━━━━━ RECORDS PROVIDED ━━━━━
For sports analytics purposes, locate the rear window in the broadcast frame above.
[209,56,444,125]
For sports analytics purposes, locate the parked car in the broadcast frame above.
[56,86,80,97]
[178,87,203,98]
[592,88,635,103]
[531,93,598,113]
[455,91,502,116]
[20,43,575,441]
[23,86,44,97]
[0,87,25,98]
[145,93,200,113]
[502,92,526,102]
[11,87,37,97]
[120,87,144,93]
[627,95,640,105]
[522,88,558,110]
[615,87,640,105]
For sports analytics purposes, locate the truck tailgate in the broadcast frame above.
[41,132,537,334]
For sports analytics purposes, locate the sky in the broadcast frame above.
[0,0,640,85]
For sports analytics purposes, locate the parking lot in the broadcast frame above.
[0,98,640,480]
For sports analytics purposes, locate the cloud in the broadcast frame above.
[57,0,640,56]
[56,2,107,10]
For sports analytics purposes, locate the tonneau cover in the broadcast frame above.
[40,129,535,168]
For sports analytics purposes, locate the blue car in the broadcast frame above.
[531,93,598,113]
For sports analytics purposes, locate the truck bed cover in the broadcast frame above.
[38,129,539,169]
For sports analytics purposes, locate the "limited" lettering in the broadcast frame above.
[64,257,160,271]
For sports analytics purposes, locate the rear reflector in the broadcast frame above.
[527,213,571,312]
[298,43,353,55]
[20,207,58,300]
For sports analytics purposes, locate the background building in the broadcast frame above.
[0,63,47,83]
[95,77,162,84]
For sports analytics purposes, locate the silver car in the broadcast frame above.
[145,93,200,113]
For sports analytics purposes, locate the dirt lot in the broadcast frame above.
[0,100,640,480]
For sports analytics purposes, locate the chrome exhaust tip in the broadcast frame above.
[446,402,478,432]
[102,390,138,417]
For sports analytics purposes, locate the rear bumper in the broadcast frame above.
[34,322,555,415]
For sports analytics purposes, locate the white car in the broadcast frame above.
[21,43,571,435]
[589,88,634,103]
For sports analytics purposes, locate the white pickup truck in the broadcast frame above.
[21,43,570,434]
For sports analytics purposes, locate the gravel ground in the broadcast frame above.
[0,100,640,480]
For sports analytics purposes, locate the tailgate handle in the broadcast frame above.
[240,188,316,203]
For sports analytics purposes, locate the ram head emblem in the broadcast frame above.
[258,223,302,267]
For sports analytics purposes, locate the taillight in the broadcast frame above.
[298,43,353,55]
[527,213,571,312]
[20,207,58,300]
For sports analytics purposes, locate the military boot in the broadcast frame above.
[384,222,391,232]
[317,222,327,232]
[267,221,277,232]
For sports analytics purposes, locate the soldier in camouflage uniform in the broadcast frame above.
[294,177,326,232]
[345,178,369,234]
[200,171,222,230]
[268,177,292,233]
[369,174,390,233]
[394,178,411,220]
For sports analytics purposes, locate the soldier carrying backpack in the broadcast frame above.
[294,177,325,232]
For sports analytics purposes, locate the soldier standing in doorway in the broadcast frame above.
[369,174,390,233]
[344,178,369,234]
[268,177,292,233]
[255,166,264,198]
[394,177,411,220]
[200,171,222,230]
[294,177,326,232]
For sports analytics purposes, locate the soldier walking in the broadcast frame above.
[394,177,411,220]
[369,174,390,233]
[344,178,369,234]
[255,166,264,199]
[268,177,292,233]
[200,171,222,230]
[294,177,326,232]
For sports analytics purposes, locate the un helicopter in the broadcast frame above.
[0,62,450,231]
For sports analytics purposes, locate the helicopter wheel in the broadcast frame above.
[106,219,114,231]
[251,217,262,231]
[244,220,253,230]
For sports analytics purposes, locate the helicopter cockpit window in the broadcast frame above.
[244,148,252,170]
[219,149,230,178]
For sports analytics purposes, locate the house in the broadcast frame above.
━━━━━
TASK DESCRIPTION: Write out the records again, starting at the line that contains "For sports analytics purposes, locate the silver" and ending at the line that contains "[0,62,450,231]". Substitute "video still" for "broadcast frame" and keep everything else unchanged.

ANSWER TO THE TASK:
For sports analytics purposes, locate the silver car in the video still above.
[145,93,200,113]
For sports analytics purposes, locate the dirt lot in the video still above.
[0,100,640,480]
For sports analytics purposes, locate the chrome exhaust tip in the video still above.
[446,402,478,432]
[102,390,138,417]
For sports analytics purposes, locate the rear bumper in the video still above.
[34,322,555,415]
For sports analytics purposes, locate the white car in the video still above.
[21,43,571,435]
[589,88,634,103]
For sports analytics purposes, locate the white pickup truck in the video still above.
[21,43,570,434]
For sports analytics purposes, locate the gravel ground in the video still above.
[0,100,640,480]
For sports analytics purposes, locate the tailgate handle in the video still above.
[240,188,316,203]
For sports analytics purposes, locate the ram head emblem in the video still above.
[258,223,302,267]
For sports analytics purposes, locate the taillight in the video still above.
[298,43,353,55]
[527,213,571,312]
[20,207,58,300]
For sports analytics purposes, locate the military boot in the video still above.
[384,222,391,232]
[317,222,327,232]
[267,221,277,232]
For sports analytics purposes, locate the soldier in camouflage uniform in the video still above.
[294,177,326,232]
[345,178,369,234]
[200,171,222,230]
[268,177,292,233]
[369,174,390,233]
[394,178,411,220]
For sports analytics purposes, locate the soldier carrying backpack in the video still above.
[294,177,325,232]
For sports analytics purposes, locate the soldier standing in doorway in the video still above.
[369,174,390,233]
[344,178,369,234]
[268,177,292,233]
[255,166,264,198]
[394,177,411,220]
[200,171,222,230]
[294,177,326,232]
For sports analytics purposes, locate the soldier walking in the video still above.
[394,177,411,220]
[369,174,390,233]
[344,178,369,234]
[255,166,264,199]
[268,177,292,233]
[200,171,222,230]
[294,177,326,232]
For sports analytics purposes, locate the un helicopter in the video still above.
[0,62,450,231]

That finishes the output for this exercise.